Deine Aufgabe: Schreibe alle folgenden Zeilen vollständig und ohne jede Änderung ab.

○ ○ ○ ○ ○

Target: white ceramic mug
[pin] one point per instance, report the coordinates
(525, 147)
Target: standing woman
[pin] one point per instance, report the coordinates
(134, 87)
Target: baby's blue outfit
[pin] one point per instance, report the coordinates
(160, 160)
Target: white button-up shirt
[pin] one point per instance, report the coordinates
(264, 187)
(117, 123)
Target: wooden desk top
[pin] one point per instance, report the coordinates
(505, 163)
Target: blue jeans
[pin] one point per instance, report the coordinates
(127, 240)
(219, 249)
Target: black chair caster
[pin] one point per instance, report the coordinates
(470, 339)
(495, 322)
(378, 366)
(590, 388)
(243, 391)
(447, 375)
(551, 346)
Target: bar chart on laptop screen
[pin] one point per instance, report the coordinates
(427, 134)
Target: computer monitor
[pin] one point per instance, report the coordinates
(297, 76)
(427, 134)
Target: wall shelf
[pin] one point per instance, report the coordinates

○ ○ ○ ○ ○

Richtige Ausgabe:
Target: white ceramic mug
[pin] one point per instance, report the coordinates
(525, 147)
Target: standing woman
[pin] one point per instance, report the coordinates
(134, 87)
Target: baby's blue outfit
[pin] one point per instance, report the coordinates
(160, 160)
Target: white button-up shirt
[pin] one point per instance, report the coordinates
(264, 187)
(117, 123)
Target: wooden desk top
[pin] one point per instance, report the coordinates
(505, 163)
Target: blue jeans
[pin] one point per instance, report the coordinates
(127, 240)
(219, 249)
Target: black chair caster
[pin] one point per instance, report the coordinates
(470, 339)
(495, 322)
(378, 366)
(590, 388)
(243, 391)
(447, 375)
(551, 346)
Target: bar chart on laptop screen
[pin] one point per instance, report the coordinates
(427, 134)
Target: computer monitor
[pin] one point per instance, report the coordinates
(297, 76)
(427, 134)
Target: wall shelf
[pin] one point per instance, report the coordinates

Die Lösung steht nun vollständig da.